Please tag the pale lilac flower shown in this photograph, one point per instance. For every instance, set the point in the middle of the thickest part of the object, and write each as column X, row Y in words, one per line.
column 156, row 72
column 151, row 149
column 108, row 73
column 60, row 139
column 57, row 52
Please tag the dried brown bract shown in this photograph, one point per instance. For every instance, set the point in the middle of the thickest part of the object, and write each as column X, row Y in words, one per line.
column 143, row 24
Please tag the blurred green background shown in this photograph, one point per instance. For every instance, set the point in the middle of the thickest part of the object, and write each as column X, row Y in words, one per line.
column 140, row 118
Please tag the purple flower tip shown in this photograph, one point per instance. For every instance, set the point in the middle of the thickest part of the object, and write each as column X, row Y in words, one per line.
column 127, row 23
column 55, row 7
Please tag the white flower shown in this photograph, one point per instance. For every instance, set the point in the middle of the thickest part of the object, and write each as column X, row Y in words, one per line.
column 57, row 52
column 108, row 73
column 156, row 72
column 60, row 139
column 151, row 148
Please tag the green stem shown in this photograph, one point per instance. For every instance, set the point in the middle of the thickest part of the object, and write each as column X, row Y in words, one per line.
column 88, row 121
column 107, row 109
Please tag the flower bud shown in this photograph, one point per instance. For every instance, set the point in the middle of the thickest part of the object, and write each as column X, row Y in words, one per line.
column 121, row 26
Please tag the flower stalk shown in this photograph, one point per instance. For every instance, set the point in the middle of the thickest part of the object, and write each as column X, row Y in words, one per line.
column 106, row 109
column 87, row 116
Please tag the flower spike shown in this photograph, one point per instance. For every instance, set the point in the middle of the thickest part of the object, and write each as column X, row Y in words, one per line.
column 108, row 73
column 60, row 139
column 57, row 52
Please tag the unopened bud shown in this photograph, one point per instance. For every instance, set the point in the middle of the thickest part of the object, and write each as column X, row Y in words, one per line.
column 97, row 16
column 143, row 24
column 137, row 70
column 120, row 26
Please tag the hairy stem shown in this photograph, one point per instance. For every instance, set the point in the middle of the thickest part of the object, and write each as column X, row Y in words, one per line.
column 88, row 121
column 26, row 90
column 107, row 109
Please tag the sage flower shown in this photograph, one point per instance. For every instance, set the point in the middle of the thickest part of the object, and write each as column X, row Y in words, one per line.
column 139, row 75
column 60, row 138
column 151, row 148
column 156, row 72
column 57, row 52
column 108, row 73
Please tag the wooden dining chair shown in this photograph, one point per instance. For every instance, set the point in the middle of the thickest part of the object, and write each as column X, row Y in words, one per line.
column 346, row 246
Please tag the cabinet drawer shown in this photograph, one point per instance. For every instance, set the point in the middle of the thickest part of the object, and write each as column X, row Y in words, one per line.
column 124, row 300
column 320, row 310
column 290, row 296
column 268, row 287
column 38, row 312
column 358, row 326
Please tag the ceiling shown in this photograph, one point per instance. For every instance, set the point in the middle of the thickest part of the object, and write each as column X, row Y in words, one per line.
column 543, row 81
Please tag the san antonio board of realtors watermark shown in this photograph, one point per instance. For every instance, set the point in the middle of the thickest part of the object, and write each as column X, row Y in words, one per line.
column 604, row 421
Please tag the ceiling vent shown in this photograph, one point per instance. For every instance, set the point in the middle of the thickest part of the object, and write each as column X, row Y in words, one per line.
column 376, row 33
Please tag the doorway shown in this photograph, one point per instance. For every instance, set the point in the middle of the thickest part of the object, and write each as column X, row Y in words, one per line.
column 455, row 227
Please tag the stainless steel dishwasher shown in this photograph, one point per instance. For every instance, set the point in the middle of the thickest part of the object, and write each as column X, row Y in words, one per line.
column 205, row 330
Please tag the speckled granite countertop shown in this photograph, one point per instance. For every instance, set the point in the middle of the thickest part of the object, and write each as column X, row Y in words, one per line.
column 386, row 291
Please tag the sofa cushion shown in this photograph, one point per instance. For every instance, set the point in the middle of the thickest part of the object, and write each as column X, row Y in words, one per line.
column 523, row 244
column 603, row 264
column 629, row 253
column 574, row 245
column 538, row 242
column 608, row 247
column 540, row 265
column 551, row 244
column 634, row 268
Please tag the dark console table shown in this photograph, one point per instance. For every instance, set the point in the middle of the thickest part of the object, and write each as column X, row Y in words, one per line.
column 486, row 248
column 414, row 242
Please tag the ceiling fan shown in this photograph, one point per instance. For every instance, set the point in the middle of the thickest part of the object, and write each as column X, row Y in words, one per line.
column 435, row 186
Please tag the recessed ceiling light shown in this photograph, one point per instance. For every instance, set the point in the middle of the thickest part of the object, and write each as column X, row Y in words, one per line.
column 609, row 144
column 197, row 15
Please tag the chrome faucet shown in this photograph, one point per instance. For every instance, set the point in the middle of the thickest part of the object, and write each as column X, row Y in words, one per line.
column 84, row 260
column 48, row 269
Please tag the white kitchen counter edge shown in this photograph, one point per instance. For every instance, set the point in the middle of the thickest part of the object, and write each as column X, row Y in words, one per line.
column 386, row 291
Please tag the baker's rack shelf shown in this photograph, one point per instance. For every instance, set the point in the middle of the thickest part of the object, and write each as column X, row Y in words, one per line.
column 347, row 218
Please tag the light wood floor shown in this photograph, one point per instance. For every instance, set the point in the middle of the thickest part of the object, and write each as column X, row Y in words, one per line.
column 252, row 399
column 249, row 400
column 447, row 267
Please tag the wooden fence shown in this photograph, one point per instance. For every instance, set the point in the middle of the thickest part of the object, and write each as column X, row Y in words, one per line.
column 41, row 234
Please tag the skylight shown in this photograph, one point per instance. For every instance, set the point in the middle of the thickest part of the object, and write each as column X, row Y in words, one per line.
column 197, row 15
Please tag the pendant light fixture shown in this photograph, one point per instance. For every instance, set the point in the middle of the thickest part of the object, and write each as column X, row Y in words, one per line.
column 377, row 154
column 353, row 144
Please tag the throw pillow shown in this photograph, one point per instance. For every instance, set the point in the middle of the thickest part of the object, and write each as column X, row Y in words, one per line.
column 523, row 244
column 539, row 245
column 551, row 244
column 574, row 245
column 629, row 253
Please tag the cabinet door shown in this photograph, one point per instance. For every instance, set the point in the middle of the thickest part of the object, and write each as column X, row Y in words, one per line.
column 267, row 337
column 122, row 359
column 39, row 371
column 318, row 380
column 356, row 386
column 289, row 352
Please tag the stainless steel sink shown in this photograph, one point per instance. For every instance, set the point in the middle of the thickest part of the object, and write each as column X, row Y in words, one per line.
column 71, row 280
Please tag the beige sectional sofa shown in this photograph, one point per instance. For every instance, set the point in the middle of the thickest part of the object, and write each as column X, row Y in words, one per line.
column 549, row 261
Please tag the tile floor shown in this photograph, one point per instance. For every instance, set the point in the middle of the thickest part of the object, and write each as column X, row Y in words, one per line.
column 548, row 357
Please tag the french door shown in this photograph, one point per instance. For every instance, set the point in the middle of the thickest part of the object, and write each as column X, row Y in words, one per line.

----------------------------------------

* [ASSIGNMENT] Look above for the line that contains "Please tag the skylight". That line and every line after it through the end of the data must be written out exactly, with nothing else.

* [WRITTEN SOLUTION]
Please tag the skylight shown in this photograph, one point per instance. For every instance, set the point in the middle of the thickest part of the object, and write each as column X, row Y in words, one per line.
column 197, row 15
Please tag the pendant light fixture shown in this photograph, one point per instance. For every instance, set the point in the middle of the thickest part of the object, and write each as column X, row Y in words, one per line.
column 377, row 154
column 353, row 144
Please tag the throw pillow shown in this photograph, one point per instance. For every instance, set the point in the middle of the thickest part of the object, and write each as column X, row Y in words, one per line.
column 523, row 244
column 539, row 245
column 551, row 244
column 574, row 245
column 629, row 253
Please tag the cabinet door shown in this photograph, one point per instance. For every instance, set the point in the middle of the thickest part of the object, and write each as column X, row Y in words, one per line.
column 267, row 337
column 122, row 359
column 39, row 371
column 318, row 380
column 356, row 386
column 289, row 352
Please tag the stainless steel sink shown in this photograph, one point per instance. For every instance, set the point in the middle of the thickest part of the object, and write each as column X, row Y in words, one per line.
column 71, row 280
Please tag the beige sectional sofa shown in this photograph, one point per instance. For every instance, set the point in the middle of the thickest part of the object, and write each as column X, row Y in words, one per line.
column 549, row 261
Please tag the tile floor shown in this photograph, one point per instance. For every instance, set the point in the middle of the thickest part of the object, and write each as column X, row Y in words, one per line.
column 548, row 357
Please tag the french door shown in this photograph, one point per instance. For every instance, set the point in the middle of the thickest part of the object, and write each as column X, row Y in words, one per line.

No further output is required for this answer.